TASKS FOR THIS EXERCISE:
[a] Quote the passage on surrender and choice word for word, starting at the words "And, as a rule, we" and stopping after "feed the children?".
[b] In the passage on surrender and choice, what is described as the opposite of "surrender"?

EXCERPT PROVIDED:
--- begin ---
To surrender. The idea of surrender is one way to
describe what we do for a decent portion of our living
days. We have our habits, routines, duties, obligations,
necessities for life and patterns that form our days.
These are the things we do and the way we act after we
get out of bed, or when we go to work or school, or
shopping or to church. It can be about the way we cook,
the foods we eat, what we do at our jobs or school. It
can be about how we spend our evenings, or how we raise
our children, or about what we do on the internet. There
are so many areas of our life that are largely governed
by our habits or following our sense of habitual duty.
And, as a rule, we surrender to these patterns and
habits most of the time. That's not a bad thing. Indeed,
it can be very helpful. Imagine having to make every
decision and thinking about ever action, every single
day. “Should I go to work? Should I feed the children?
Should I wear clothes today?” Having to make so many
choices would choke our lives. So, we surrender to a
good number of our habits and patterns and that can be a
very helpful thing, allowing our lives to run more
smoothly and efficiently. If we had to make all those
choices about every single element in our lives, over
and over again every day, "choice" would soon become a
dirty word.
In this way of speaking, "choice" is the opposite of
"surrender." Granted almost every habit begins with a
choice, but after that we often surrender to the habit
usually without a direct and thoughtful choice. And I
propose to you that the people in today's Gospel who are
bound for hell are the people who had way too much
"surrender" in their lives. We often think of the
hell-bound as people who do very bad things, and of
course that’s one good way to get to hell, if that’s
your plan.
But here the Lord surprises us with a very different
outlook. The people who are going to hell are also the
people who did not choose. They did not step out of
their daily patterns and ways of thinking and acting.
They did not look past their somewhat comfortable
surrender to the life they had arranged for themselves
in order to choose to help people in need of their time,
in need of their money, their comfort, their prayers,
their personal assistance. They did not choose to help
those in trouble. They preferred their comfort and
routine. Because helping the hungry, the thirsty, the
sick, those in prison, those without decent
clothes—these things are not part of our regular daily
habits and patterns. They are not part of our routines.
They are not about the patterns of our regular round of
activities. We have to choose to see the needs of others
and then we have to choose to do something about them.
Those who know how to choose wisely are those who can
look past the comfort of the regular daily surrenders
and see there are other needs that must also be looked
after. Such people are heaven-bound, not simply because
they do good for others, but because when they follow
the commands of the Lord to love their neighbor, both in
word and in deed, they are in fact serving Him.
How are we helped to see what we should choose, and how
we should choose it? We grow in our awareness and in our
ability to make those good kinds of choices, ironically,
by our surrender. But it's not the surrender to habits
and patterns that we have made, but rather a greater
surrender of ourselves to Christ our Lord. Our
willingness to read and to hear His words, our
willingness to choose to spend more and better time with
Him, our willingness to worship Him, to follow Him, to
better conform our lives to His truth, these things lead
us to better recognize how we ought to see, and what we
ought to do, in order to serve Him and to serve Him in
our neighbor. There is nothing necessarily wrong with
surrendering to our good daily habits and routines
unless they are keeping us from surrendering ourselves
more completely to Christ.
--- end ---
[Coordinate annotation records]
--- begin ---
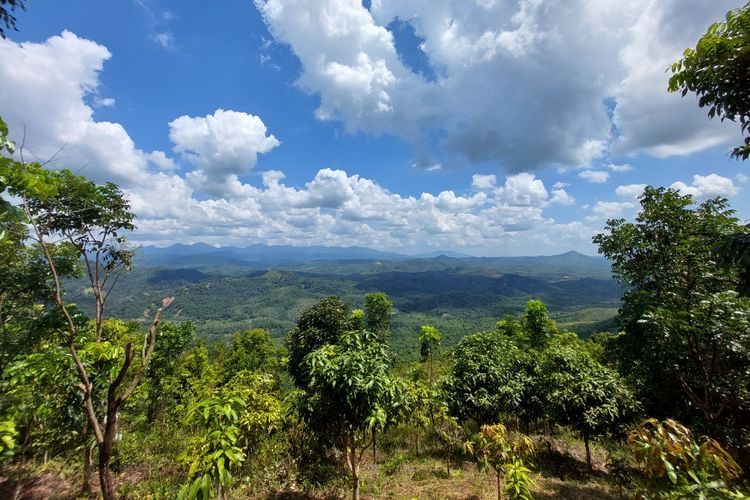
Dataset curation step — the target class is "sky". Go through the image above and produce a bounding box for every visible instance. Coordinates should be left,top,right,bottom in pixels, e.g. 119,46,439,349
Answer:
0,0,750,256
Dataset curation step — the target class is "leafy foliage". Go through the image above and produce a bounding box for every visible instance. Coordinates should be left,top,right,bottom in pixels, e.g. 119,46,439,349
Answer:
300,330,406,500
466,424,535,500
180,388,247,499
0,0,26,38
541,335,638,467
284,296,350,388
669,3,750,160
627,419,742,498
0,420,18,464
594,187,750,436
365,292,393,343
444,332,528,424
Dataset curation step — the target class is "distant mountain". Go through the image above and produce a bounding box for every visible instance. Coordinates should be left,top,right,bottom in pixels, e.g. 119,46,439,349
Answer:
66,245,622,359
136,243,609,277
137,243,409,269
411,250,474,259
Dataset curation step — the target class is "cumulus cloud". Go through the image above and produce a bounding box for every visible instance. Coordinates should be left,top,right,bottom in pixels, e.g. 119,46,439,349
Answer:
578,170,609,184
670,174,739,198
255,0,738,172
607,163,633,172
586,201,635,222
549,188,576,205
615,184,646,199
471,174,497,189
0,29,604,255
612,0,738,157
169,109,280,175
0,31,172,186
169,109,280,196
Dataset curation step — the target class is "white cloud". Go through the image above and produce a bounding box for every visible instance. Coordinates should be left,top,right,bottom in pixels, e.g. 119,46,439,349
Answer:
578,170,609,184
586,201,635,222
169,109,280,194
496,172,547,207
670,174,739,198
615,184,646,200
607,163,633,172
152,32,175,50
549,188,576,205
94,97,115,108
255,0,738,172
0,27,612,255
613,0,739,157
471,174,497,189
0,31,173,186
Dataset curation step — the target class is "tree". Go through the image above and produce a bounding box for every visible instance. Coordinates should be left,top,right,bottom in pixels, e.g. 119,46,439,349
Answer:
284,296,350,388
146,321,196,422
0,0,26,39
523,300,557,348
443,332,526,424
669,3,750,160
222,328,281,381
541,334,638,468
180,370,285,499
300,330,406,500
419,325,442,362
365,292,393,343
627,418,746,498
466,424,534,500
0,123,172,499
594,187,750,446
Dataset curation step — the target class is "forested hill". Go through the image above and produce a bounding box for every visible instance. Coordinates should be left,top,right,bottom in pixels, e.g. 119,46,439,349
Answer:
68,245,621,357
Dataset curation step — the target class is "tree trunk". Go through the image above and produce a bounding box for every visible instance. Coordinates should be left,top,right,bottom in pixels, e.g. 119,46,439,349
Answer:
583,432,592,470
495,472,502,500
98,404,117,500
352,458,359,500
81,444,96,498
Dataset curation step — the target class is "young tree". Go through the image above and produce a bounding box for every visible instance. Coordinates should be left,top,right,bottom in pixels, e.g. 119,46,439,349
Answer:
284,296,351,389
300,330,406,500
222,328,282,381
443,331,526,424
0,123,172,499
365,292,393,343
523,300,557,349
466,424,534,500
669,3,750,160
419,325,442,432
541,334,638,468
627,418,747,498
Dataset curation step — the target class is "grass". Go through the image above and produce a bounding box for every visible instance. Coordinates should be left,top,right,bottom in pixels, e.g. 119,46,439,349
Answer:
264,434,619,500
0,433,619,500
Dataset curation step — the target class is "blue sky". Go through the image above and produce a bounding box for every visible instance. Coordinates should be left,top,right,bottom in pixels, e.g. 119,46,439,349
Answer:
0,0,750,255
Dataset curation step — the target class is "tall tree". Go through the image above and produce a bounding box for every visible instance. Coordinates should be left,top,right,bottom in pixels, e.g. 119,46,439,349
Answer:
0,123,172,499
541,334,638,468
594,187,750,448
523,300,557,348
443,331,528,424
0,0,26,39
365,292,393,343
669,3,750,160
301,330,406,500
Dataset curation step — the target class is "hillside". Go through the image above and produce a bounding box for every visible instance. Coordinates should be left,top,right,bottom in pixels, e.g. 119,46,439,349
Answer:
68,245,620,358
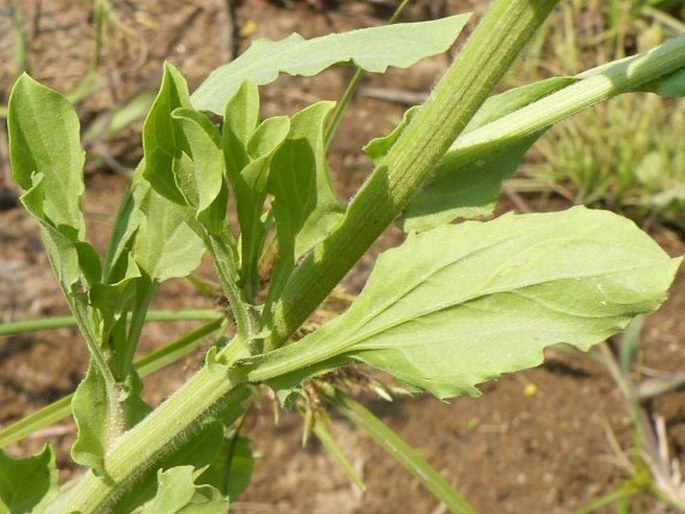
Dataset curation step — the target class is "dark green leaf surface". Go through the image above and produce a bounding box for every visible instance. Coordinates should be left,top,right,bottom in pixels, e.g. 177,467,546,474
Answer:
191,14,470,115
142,466,228,514
0,446,57,514
7,75,85,234
237,207,681,398
197,435,255,502
134,185,205,282
172,107,225,213
396,77,578,232
143,63,190,205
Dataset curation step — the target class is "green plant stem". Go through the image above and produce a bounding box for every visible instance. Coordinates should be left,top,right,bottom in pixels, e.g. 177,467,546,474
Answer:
0,311,225,449
322,386,476,514
45,0,556,508
265,0,558,350
206,232,257,343
47,365,247,514
12,0,29,77
44,0,685,513
0,309,221,336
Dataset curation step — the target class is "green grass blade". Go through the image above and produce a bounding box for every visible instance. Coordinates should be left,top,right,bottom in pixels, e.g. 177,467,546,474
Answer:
324,388,476,514
0,311,224,449
312,410,366,491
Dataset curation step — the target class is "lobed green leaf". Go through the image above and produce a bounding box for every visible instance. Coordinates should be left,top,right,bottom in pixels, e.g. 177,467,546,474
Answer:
134,184,205,282
143,63,190,205
268,101,344,297
0,446,57,514
7,74,85,234
396,77,578,232
142,466,228,514
191,14,470,115
236,207,681,399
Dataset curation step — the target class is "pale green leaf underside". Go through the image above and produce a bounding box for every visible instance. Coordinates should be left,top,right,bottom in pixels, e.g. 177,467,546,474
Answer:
191,14,470,115
143,466,228,514
7,74,85,236
244,207,680,398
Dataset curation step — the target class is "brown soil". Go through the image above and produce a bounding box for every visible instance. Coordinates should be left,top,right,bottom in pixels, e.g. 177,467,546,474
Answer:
0,0,685,513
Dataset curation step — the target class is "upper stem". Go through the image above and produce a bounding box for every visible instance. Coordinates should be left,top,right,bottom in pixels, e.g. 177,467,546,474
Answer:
265,0,558,350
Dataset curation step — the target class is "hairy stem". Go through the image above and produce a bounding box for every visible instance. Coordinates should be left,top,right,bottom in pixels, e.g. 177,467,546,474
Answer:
265,0,558,350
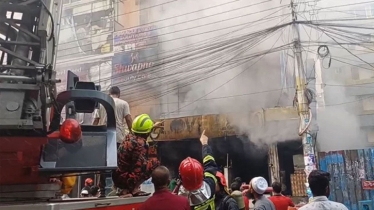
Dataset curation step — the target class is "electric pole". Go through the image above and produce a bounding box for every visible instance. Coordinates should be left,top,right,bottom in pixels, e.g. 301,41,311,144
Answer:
291,0,316,184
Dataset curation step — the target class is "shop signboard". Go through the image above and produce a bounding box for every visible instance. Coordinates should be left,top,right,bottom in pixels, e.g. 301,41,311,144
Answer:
362,180,374,190
112,48,157,86
113,26,158,53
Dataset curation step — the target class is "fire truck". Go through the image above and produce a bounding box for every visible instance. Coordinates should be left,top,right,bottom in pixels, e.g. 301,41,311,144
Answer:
0,0,147,210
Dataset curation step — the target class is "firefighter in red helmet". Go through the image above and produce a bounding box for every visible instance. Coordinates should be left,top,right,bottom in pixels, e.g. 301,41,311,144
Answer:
179,130,238,210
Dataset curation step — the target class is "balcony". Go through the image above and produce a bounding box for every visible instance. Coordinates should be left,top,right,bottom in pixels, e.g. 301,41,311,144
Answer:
358,110,374,128
346,78,374,96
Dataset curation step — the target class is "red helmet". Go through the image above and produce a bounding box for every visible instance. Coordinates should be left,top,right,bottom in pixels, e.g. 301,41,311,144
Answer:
216,171,227,187
179,157,204,191
84,178,93,185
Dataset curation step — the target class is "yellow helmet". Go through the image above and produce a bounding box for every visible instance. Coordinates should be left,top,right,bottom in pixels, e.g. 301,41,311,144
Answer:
131,114,153,133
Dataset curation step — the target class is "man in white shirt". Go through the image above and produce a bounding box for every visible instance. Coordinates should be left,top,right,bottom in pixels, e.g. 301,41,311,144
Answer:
93,86,132,146
299,170,348,210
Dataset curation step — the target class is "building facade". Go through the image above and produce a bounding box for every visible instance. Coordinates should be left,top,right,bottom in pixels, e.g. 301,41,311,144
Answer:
56,0,139,123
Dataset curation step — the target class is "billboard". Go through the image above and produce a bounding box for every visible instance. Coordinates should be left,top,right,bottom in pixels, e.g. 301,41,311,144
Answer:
112,48,157,86
113,26,158,53
57,4,113,61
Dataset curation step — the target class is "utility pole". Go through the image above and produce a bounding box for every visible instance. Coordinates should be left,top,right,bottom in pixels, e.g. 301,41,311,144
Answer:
291,0,317,192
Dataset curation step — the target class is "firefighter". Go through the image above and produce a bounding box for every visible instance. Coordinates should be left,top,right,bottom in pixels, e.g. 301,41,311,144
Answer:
179,130,238,210
112,114,160,197
215,171,239,210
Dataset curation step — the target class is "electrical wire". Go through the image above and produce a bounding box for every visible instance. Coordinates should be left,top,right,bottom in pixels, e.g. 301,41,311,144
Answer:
56,13,284,67
55,12,290,95
161,18,290,116
59,4,285,58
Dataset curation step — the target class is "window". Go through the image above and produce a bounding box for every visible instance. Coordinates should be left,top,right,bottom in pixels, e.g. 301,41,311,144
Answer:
62,0,82,4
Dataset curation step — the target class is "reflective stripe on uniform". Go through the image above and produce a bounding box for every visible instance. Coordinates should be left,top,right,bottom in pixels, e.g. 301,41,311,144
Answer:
203,155,214,163
194,172,217,210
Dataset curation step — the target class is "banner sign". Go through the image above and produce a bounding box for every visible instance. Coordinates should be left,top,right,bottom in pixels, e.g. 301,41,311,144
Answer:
112,48,157,86
113,26,158,53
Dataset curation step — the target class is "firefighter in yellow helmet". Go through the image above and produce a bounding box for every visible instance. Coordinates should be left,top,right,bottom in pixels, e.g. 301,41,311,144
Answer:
112,114,161,197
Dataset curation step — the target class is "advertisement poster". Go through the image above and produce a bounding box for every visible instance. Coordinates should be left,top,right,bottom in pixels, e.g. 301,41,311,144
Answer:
113,26,158,53
112,48,157,87
57,3,113,60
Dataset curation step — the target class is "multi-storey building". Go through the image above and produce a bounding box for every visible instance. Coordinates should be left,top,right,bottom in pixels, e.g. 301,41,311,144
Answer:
312,1,374,151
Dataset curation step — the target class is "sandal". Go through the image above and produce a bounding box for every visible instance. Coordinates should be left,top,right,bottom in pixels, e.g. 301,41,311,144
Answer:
132,191,151,197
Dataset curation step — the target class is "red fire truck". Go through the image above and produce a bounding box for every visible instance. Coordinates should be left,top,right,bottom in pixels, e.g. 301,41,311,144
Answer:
0,0,147,210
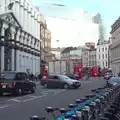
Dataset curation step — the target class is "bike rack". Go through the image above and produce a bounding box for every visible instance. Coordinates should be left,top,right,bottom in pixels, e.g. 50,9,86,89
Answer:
31,85,120,120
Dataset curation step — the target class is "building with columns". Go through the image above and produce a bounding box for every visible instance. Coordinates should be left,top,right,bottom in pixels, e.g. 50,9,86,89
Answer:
96,41,109,69
0,0,41,74
110,17,120,75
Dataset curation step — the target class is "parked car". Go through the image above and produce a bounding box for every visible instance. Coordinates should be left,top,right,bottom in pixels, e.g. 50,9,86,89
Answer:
104,73,113,80
0,71,36,95
41,75,81,89
106,76,120,87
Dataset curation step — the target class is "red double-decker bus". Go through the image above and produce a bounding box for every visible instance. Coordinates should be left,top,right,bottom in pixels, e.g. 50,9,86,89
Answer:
73,65,98,79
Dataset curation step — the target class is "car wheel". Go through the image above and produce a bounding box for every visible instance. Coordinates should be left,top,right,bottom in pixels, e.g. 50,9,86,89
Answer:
0,92,3,96
63,84,69,89
43,83,48,88
31,86,36,93
16,88,23,96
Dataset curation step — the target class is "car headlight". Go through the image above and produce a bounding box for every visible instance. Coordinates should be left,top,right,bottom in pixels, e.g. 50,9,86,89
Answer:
113,83,117,86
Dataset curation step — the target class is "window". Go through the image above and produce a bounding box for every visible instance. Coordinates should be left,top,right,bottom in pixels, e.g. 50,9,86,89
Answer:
99,55,100,59
16,73,28,80
106,54,107,59
48,76,58,79
0,73,15,80
103,54,104,59
102,48,104,52
99,48,100,52
106,62,107,67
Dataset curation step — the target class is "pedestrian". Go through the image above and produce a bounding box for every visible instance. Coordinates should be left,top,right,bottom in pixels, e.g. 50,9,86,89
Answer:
38,74,42,80
118,73,120,77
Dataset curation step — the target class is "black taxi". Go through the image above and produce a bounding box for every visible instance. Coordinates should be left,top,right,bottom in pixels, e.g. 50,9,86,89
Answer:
0,71,36,96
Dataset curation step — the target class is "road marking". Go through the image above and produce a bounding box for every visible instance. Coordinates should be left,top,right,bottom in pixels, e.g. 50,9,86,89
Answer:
54,90,66,94
0,104,12,109
7,89,65,103
11,99,21,102
23,95,46,103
--- end ---
EXPECTED OUTPUTS:
[a]
And, as a rule, we surrender to these patterns and
habits most of the time. That's not a bad thing. Indeed,
it can be very helpful. Imagine having to make every
decision and thinking about ever action, every single
day. “Should I go to work? Should I feed the children?

[b] "Choice" is the opposite of "surrender."